Activity
Exactly as they stand, give the records below again, with no images.
------ Recorded information ------
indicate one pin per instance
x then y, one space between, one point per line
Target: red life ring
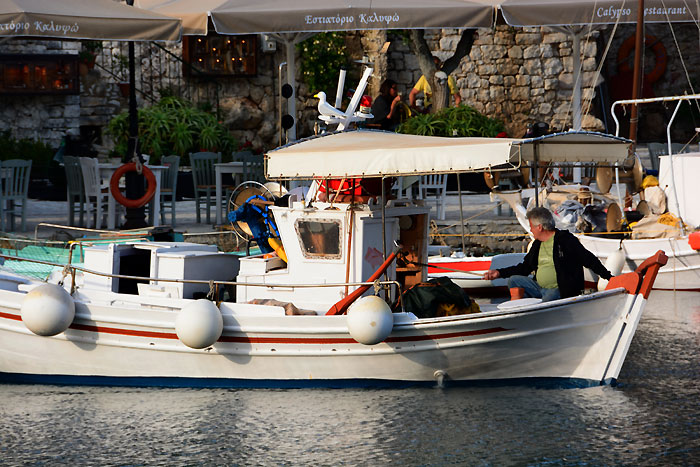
659 52
132 203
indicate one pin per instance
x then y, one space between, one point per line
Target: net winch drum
605 176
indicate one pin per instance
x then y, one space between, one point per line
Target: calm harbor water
651 418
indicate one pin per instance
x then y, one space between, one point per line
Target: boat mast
------
The answer
indicate one pin per instance
x then y, one space between, one point per line
Target: red life ring
659 52
132 203
indicate one pin per instance
x then y, one space between, one point per line
Target: net winch drum
605 176
indicate one pin per instance
x then y, one space between, one point per line
Target: calm harbor water
651 418
indicate one pin per instance
x then y, one space between, one point per line
Target: boat mast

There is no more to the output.